*READING PASSAGE*.
Conquest and Colony of Peru
The conquest of Peru is the historic process of the assimilation of the Inca Empire to the Spanish Empire; it represented a profound social, economic and cultural transformation. These two distinctive cultures first encountered each other five hundred years ago and have progressively assimilated.
With the conquest started the spread of Christianity in South America, most people were forcefully converted to Catholicism taking only a generation to convert the population. They built churches in every city and replaced some of the Inca temples into churches such as the Coricancha in the city of Cusco. The church employed the Inquisition making use of torture to make sure that newly converted Catholics do not stray to other religions or believes. Peruvian Catholicism follows the syncretism found in many Latin American countries, in which religious native rituals have been integrated with Christian celebrations.
The first colonial government was established in 1543 as the Viceroyalty of Peru, the Spanish monarchy ruled its American colonies through the appointment of viceroys. During this period Peru was the heart of the Spanish empire in South America and Lima was its most important city. Lima became a financial, cultural and educational center. San Marcos University, the first university in the Americas, was founded in Lima in 1551. At the beginning of the colony all the trade with Spain had to go through the port of Callao in Lima and, subsequently to Panama. Later, in order to ease communication and trade with Spain the viceroyalty of Peru was split into Viceroyalty of New Granada and Viceroyalty of Rio de la Plata.

*RECORDS*.
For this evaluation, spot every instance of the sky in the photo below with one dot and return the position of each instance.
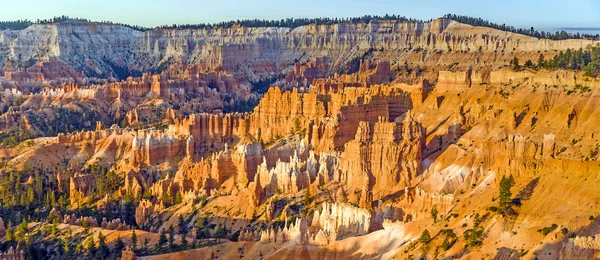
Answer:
(541, 14)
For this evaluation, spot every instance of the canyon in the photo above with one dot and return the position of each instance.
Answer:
(383, 139)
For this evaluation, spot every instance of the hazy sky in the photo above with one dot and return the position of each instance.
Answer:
(519, 13)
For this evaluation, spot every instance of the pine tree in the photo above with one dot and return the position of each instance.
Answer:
(171, 236)
(90, 245)
(425, 237)
(181, 224)
(184, 243)
(162, 239)
(21, 231)
(505, 194)
(446, 244)
(434, 213)
(10, 235)
(541, 61)
(103, 250)
(515, 63)
(133, 239)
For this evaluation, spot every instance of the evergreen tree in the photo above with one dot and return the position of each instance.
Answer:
(446, 244)
(434, 213)
(541, 62)
(515, 63)
(103, 250)
(504, 199)
(21, 231)
(10, 235)
(119, 246)
(184, 242)
(181, 224)
(425, 238)
(90, 245)
(133, 239)
(162, 239)
(171, 237)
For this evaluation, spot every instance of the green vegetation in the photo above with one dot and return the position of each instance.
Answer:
(586, 60)
(434, 212)
(474, 235)
(425, 238)
(562, 35)
(546, 230)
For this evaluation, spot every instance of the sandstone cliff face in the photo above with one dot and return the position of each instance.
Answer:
(260, 51)
(383, 155)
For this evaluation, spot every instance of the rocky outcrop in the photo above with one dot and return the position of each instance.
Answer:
(2, 229)
(342, 220)
(383, 155)
(145, 209)
(81, 186)
(128, 254)
(107, 46)
(12, 254)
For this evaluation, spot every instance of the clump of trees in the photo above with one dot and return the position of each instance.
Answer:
(562, 35)
(586, 60)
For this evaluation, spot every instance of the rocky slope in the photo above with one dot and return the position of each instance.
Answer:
(333, 162)
(99, 49)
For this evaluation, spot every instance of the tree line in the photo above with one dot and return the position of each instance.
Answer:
(587, 60)
(296, 22)
(562, 35)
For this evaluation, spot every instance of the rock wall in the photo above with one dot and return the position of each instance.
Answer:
(258, 51)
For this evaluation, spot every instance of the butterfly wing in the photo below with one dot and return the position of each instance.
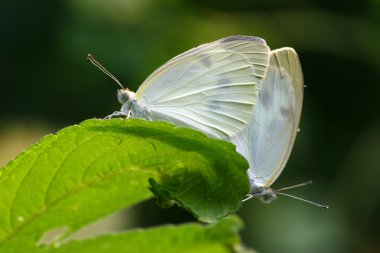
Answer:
(268, 139)
(212, 88)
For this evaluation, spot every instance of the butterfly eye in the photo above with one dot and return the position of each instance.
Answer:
(122, 96)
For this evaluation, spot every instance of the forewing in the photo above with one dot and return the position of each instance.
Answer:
(212, 88)
(269, 137)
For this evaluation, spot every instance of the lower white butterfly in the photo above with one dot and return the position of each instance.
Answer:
(212, 88)
(268, 138)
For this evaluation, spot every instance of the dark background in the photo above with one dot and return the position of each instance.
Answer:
(46, 84)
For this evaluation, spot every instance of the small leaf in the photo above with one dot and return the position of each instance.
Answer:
(89, 170)
(186, 238)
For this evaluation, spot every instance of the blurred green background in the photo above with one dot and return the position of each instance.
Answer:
(47, 84)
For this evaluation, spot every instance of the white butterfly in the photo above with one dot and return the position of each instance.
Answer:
(268, 138)
(212, 88)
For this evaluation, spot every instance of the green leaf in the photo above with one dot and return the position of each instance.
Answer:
(89, 170)
(186, 238)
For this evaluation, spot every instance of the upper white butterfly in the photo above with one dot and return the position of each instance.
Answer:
(268, 138)
(212, 88)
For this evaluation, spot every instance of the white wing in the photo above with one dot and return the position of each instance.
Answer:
(268, 139)
(212, 88)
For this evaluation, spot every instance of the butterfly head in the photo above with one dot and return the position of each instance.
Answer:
(126, 96)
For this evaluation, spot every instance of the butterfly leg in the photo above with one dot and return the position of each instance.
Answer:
(249, 196)
(118, 114)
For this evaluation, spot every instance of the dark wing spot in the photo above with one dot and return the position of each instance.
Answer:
(205, 61)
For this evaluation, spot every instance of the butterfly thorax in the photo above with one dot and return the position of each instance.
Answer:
(130, 105)
(266, 194)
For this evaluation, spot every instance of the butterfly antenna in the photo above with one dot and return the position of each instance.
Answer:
(304, 200)
(91, 59)
(295, 186)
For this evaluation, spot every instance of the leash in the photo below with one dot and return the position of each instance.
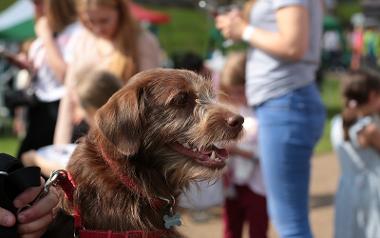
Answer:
(14, 179)
(63, 179)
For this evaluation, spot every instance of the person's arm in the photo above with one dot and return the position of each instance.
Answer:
(370, 137)
(54, 56)
(289, 42)
(34, 221)
(16, 60)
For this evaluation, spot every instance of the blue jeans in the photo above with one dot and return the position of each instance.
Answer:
(289, 128)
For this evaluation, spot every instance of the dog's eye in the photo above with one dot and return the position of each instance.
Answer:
(181, 99)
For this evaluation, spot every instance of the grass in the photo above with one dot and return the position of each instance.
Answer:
(333, 102)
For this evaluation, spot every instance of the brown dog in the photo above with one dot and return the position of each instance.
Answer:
(154, 136)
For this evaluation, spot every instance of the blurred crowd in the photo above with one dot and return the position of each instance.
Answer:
(85, 50)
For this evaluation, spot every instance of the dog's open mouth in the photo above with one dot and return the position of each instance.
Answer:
(213, 156)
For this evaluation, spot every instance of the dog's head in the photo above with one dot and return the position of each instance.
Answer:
(170, 119)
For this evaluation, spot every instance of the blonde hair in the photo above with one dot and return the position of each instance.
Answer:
(125, 60)
(233, 73)
(59, 13)
(95, 88)
(247, 8)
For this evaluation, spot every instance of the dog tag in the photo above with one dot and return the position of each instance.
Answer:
(171, 221)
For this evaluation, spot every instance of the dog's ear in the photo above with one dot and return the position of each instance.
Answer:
(119, 120)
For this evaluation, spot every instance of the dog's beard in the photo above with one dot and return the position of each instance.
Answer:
(179, 170)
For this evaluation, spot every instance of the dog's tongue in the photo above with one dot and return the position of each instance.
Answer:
(220, 153)
(203, 155)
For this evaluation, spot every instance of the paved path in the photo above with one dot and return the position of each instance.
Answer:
(323, 185)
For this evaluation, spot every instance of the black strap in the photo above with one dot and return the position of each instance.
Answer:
(14, 179)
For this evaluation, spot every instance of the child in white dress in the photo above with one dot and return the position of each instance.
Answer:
(358, 196)
(245, 194)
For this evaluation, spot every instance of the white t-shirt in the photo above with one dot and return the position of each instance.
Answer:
(47, 86)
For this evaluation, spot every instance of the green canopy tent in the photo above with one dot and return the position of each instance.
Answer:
(16, 21)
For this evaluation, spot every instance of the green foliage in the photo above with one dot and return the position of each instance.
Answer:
(188, 30)
(344, 11)
(5, 3)
(8, 145)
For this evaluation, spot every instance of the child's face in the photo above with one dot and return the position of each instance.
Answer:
(374, 101)
(90, 115)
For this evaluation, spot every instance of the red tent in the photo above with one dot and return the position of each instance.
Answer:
(151, 16)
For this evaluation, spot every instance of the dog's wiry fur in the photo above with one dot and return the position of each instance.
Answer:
(135, 130)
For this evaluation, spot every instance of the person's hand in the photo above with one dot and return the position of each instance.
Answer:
(43, 29)
(231, 25)
(34, 221)
(29, 158)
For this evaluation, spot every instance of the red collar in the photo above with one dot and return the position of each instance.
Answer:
(128, 234)
(65, 181)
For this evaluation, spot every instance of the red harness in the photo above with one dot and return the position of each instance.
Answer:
(67, 184)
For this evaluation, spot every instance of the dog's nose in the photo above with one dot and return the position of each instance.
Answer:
(235, 121)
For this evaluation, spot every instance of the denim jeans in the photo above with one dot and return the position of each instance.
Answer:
(289, 128)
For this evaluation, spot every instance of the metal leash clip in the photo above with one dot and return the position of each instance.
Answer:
(51, 181)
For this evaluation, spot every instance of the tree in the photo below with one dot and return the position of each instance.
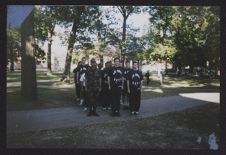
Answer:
(45, 22)
(190, 27)
(126, 11)
(161, 18)
(13, 42)
(82, 19)
(212, 44)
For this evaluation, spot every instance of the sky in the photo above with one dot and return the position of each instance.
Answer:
(17, 13)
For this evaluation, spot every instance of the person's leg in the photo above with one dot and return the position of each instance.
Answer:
(113, 100)
(95, 102)
(132, 100)
(104, 97)
(85, 99)
(118, 96)
(89, 99)
(78, 90)
(137, 103)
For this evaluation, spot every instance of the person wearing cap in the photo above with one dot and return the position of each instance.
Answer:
(81, 71)
(134, 85)
(105, 84)
(77, 83)
(125, 95)
(93, 87)
(116, 86)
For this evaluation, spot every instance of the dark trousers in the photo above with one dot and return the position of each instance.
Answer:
(92, 98)
(84, 96)
(116, 94)
(148, 80)
(134, 103)
(78, 90)
(125, 95)
(106, 96)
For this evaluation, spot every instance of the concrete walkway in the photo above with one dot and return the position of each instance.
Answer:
(33, 120)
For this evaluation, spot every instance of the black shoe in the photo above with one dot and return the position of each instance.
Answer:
(95, 114)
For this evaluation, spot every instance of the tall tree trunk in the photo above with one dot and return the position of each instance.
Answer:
(28, 64)
(50, 34)
(66, 74)
(123, 40)
(166, 72)
(11, 59)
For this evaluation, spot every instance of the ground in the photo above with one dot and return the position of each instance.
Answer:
(170, 130)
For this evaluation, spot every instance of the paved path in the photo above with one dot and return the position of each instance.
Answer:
(33, 120)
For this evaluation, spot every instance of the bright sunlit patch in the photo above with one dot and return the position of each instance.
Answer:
(209, 97)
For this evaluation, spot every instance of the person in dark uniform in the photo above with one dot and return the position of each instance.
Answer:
(125, 95)
(105, 85)
(93, 87)
(134, 85)
(81, 80)
(116, 86)
(100, 98)
(147, 75)
(77, 84)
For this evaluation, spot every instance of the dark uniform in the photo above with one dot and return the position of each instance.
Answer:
(83, 94)
(125, 92)
(105, 91)
(116, 77)
(147, 77)
(77, 84)
(93, 86)
(135, 77)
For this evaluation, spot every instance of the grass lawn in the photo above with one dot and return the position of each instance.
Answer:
(16, 76)
(50, 98)
(47, 98)
(176, 130)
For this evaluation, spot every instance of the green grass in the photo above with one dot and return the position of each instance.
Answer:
(175, 130)
(164, 92)
(60, 97)
(16, 76)
(47, 98)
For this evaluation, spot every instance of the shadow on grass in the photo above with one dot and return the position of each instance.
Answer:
(154, 92)
(47, 98)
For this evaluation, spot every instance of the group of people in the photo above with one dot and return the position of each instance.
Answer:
(108, 86)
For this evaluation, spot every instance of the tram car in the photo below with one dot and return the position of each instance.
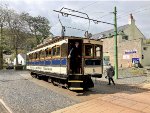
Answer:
(52, 60)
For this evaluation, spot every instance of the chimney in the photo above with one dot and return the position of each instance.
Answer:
(131, 20)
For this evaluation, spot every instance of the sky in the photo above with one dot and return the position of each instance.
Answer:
(99, 10)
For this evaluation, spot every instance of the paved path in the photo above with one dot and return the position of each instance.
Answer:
(4, 108)
(121, 102)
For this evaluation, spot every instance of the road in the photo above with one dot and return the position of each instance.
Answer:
(24, 94)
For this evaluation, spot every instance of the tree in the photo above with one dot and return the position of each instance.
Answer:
(39, 26)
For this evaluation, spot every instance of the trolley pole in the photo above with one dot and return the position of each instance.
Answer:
(115, 43)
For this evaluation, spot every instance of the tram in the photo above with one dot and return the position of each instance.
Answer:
(51, 60)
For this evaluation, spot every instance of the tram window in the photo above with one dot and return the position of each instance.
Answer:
(92, 62)
(97, 51)
(88, 50)
(58, 51)
(49, 52)
(46, 52)
(64, 50)
(54, 51)
(42, 54)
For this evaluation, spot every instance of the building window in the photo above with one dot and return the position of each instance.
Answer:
(88, 50)
(145, 48)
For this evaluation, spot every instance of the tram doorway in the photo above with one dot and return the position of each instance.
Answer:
(75, 56)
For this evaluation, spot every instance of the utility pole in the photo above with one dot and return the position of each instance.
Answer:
(115, 43)
(1, 48)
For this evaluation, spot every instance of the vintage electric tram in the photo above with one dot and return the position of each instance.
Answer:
(51, 60)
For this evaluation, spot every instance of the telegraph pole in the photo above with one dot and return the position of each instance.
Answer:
(1, 47)
(115, 43)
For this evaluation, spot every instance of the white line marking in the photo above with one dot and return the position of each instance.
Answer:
(8, 109)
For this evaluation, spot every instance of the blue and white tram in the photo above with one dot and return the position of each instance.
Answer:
(51, 60)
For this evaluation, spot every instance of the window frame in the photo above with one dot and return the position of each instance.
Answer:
(95, 51)
(56, 47)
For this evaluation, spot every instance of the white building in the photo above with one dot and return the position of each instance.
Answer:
(21, 59)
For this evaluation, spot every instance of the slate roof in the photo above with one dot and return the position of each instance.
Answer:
(108, 32)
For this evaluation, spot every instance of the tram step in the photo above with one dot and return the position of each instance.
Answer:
(75, 81)
(76, 88)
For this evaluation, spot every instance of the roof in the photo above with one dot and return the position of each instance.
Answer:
(22, 55)
(108, 32)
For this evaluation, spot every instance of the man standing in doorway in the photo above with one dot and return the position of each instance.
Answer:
(110, 74)
(74, 56)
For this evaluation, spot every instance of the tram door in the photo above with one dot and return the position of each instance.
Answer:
(75, 56)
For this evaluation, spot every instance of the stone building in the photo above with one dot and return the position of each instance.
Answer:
(131, 46)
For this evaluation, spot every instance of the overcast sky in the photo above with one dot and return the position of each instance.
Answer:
(101, 10)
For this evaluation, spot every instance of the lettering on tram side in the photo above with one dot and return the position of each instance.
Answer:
(47, 68)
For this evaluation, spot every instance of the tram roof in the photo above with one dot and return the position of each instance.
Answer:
(59, 38)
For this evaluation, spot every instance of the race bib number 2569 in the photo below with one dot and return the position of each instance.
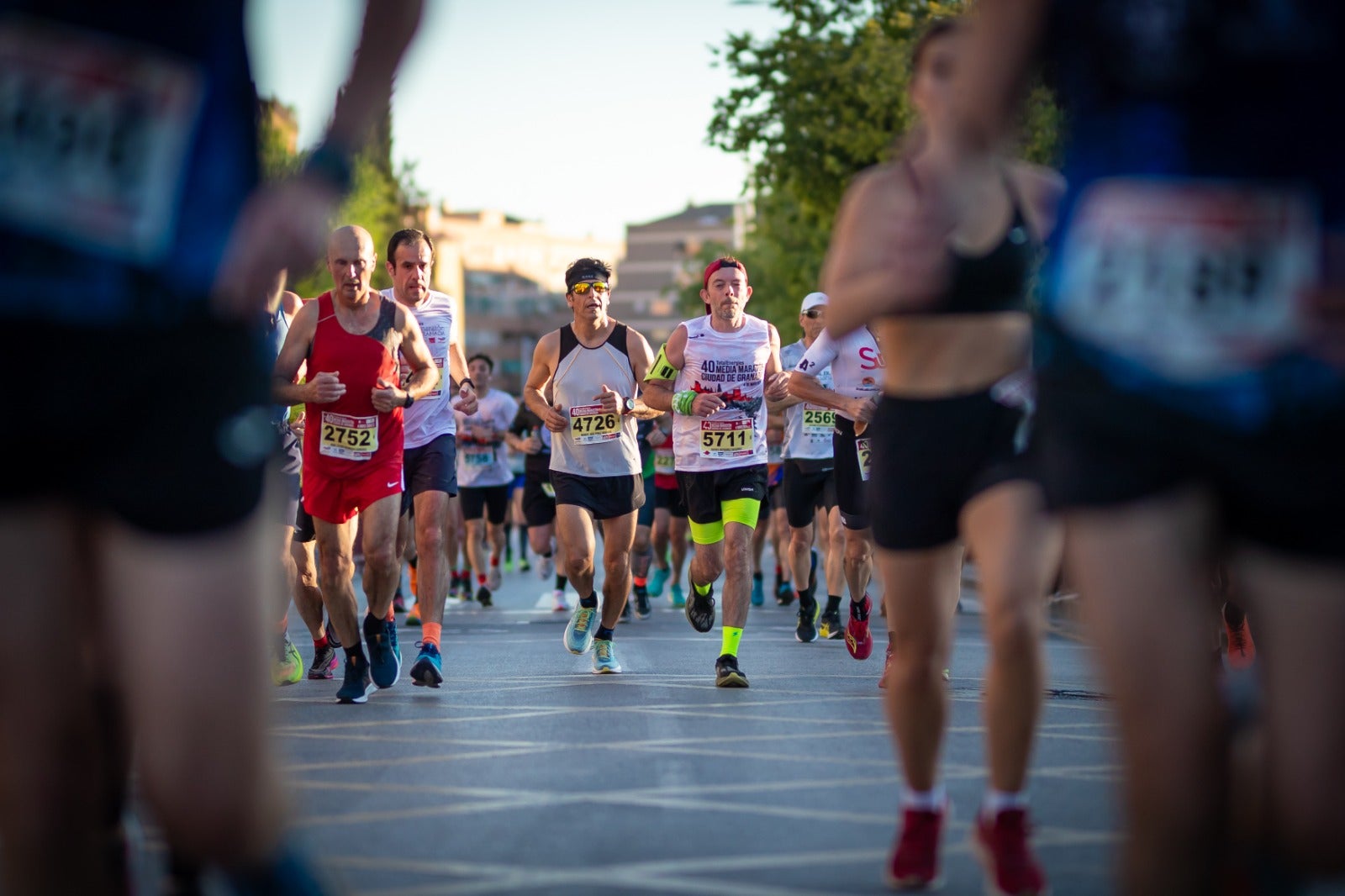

*WORK INSTRUCTIONS*.
a) Which viceroyalties does the passage on the conquest and colony of Peru name?
b) Could you continue the passage on the conquest and colony of Peru from its last sentence?

*PER-TASK OUTPUTS*.
a)
Viceroyalty of Peru
Viceroyalty of New Granada
Viceroyalty of Rio de la Plata

b)
The conquest brought death and desolation. In a period of 150 years the indigenous population decreased from approximately 9 million to 600,000. Most of them died due to foreign diseases that were unknowingly brought by the Spaniards. Indigenous people did not have immunity against diseases such as smallpox, measles and flu which devastated the local population. Warfare, enslavement and forced labor also contributed to the devastation of the population which led to the speedy disintegration of the empire. The encomienda system gave Europeans unlimited authority over groups of native Peruvians who were plundered, enslaved and subjected to forced labor. The encomienda was based on the person’s ethnicity, only native Peruvians were subjected to it; a mixed race individual was able to escape the service and as a result many sought to dilute their Amerindian ethnicity. Because of lack of available work force, African slaves were added to the labor population.Today the Peruvian society is divided between the wealthy, westernized urban population and the poorer Amerindian people, many of whom have migrated from the Andes to the city in search of better opportunities.
The conquest and colony brought a mix of cultures and ethnicities that did not exist before the Spanish conquered the Peruvian territory. Even though many of the Inca traditions were lost or diluted, new customs, traditions and knowledge were added, creating a rich mixed Peruvian culture.